### Excerpt provided
*-*-*
JAX - Autograd and XLA (Accelerated Linear Algebra)

JAX is a framework that combines a NumPy-like API with a powerful system of composable function transformations: Grad (differentiation), Jit (compilation), Vmap (vectorization), and Pmap (parallelization).

When to Use

• High-performance scientific simulations requiring GPU/TPU acceleration.
• Custom machine learning research where PyTorch/TF abstractions are too restrictive.
• Calculating higher-order derivatives (Hessians, Jacobians) for optimization.
• Physics-informed machine learning and differentiable simulations.
• Automatic vectorization of functions (no more manual batching).
• Running the same code on CPU, GPU, and TPU without changes.

Reference Documentation

Official docs: https://jax.readthedocs.io/
GitHub: https://github.com/google/jax
Search patterns: jax.numpy, jax.jit, jax.grad, jax.vmap, jax.random

Core Principles

Pure Functions (Immutability)
*-*-*
### Excerpted data

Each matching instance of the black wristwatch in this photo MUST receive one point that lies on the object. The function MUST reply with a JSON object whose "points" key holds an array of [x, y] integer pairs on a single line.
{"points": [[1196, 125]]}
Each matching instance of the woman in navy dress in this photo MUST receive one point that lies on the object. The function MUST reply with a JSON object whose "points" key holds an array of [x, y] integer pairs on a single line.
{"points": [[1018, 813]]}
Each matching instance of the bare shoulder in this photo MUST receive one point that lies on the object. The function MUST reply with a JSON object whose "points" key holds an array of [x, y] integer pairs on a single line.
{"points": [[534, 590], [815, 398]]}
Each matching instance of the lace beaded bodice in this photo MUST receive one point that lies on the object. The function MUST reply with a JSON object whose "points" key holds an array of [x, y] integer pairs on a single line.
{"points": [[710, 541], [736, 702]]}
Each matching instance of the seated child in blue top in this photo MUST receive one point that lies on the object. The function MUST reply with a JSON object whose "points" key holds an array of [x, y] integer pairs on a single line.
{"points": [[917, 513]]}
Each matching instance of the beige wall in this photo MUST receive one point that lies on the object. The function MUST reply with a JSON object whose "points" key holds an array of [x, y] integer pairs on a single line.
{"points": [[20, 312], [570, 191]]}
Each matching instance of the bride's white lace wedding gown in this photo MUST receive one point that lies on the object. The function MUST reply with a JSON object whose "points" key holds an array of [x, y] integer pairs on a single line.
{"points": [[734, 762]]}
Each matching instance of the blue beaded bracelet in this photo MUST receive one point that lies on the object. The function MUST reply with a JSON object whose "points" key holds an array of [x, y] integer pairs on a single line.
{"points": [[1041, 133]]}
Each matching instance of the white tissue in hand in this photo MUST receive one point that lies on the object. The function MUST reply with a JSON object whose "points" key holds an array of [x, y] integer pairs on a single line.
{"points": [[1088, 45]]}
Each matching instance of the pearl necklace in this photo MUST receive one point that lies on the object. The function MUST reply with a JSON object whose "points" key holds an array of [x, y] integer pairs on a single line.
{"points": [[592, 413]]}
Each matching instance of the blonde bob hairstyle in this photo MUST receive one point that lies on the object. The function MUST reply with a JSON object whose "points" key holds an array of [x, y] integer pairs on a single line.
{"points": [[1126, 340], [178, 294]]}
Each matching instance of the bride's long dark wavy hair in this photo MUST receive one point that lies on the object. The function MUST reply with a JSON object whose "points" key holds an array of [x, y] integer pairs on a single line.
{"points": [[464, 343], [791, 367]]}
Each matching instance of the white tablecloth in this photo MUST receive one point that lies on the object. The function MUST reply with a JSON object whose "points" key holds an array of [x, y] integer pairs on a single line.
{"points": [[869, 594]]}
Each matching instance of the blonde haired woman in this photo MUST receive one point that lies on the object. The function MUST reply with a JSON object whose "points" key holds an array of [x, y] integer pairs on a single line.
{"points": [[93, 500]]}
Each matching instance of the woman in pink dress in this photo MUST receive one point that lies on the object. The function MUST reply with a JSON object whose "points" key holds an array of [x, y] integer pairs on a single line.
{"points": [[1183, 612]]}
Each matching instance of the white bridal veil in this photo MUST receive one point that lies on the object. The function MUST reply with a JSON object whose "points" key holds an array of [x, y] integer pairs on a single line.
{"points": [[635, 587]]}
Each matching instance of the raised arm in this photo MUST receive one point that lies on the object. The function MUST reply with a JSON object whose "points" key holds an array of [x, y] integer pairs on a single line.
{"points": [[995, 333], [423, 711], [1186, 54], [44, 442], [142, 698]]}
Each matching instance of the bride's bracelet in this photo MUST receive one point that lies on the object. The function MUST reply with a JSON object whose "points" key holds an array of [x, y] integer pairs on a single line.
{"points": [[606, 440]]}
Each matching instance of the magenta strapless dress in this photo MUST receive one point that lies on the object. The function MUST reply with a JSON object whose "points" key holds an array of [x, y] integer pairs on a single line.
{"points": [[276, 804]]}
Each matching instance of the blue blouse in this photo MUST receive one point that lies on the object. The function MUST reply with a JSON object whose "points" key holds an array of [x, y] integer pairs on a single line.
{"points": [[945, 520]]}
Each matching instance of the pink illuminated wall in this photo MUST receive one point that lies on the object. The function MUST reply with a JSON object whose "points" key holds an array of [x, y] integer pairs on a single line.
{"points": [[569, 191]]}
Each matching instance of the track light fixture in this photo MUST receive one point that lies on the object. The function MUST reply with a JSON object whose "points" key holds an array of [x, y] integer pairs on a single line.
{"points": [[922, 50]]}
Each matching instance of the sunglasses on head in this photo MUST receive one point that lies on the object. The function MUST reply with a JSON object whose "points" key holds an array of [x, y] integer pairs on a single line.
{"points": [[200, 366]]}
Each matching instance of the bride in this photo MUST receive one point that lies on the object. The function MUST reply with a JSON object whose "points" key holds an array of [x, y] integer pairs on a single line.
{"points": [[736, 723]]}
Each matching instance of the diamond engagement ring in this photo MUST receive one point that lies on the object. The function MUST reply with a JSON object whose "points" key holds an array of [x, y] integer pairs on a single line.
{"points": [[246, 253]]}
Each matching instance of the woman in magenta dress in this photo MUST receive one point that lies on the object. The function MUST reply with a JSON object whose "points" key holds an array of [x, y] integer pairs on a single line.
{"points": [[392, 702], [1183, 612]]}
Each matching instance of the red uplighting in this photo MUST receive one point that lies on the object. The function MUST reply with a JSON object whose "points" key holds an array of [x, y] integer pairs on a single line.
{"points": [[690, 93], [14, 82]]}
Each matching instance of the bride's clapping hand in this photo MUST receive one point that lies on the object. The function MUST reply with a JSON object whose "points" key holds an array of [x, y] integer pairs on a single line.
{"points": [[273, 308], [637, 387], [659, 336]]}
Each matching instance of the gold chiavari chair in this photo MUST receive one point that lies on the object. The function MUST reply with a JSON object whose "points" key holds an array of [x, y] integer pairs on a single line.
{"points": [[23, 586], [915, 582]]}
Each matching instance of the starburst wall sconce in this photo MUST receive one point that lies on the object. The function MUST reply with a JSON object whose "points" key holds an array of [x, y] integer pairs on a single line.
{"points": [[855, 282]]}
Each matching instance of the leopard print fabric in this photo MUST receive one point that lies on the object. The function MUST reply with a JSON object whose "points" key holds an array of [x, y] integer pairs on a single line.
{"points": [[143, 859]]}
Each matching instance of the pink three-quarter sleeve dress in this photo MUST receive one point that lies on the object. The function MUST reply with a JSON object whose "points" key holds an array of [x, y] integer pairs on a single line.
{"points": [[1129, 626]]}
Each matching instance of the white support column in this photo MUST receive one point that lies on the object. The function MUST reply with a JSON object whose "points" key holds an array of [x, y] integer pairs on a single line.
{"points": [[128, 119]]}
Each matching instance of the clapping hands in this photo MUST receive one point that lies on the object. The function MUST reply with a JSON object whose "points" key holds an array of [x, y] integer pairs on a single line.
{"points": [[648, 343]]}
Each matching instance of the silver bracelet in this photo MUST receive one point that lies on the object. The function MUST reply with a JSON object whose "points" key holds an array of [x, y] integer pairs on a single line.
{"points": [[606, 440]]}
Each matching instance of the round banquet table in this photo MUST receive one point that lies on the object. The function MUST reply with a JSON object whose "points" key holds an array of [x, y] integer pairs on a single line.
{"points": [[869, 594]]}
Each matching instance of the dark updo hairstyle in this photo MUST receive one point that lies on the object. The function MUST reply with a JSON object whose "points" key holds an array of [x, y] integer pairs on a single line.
*-*-*
### Actions to take
**A)** Answer these questions using the JAX page:
(i) Which transformation does the page name for vectorization?
(ii) On which three kinds of hardware does the page say the same code can run without changes?
(iii) What GitHub address does the page give?
**B)** Retype a passage of the JAX page word for word. Begin at the words "When to Use", and stop after "TPU without changes.".

### Responses in order
**A)**
(i) Vmap
(ii) CPU, GPU, and TPU
(iii) https://github.com/google/jax

**B)**
When to Use

• High-performance scientific simulations requiring GPU/TPU acceleration.
• Custom machine learning research where PyTorch/TF abstractions are too restrictive.
• Calculating higher-order derivatives (Hessians, Jacobians) for optimization.
• Physics-informed machine learning and differentiable simulations.
• Automatic vectorization of functions (no more manual batching).
• Running the same code on CPU, GPU, and TPU without changes.